INPUT FOR THIS TASK:
··········
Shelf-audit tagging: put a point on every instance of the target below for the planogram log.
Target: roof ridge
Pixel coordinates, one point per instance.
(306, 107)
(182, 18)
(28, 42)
··········
EXERCISE GOAL: Produce an identical printout of the material above.

RESPONSE:
Shelf-audit tagging: put a point on every instance of the target below for the planogram log.
Target: roof ridge
Pixel coordinates, one point per instance.
(306, 107)
(182, 18)
(28, 42)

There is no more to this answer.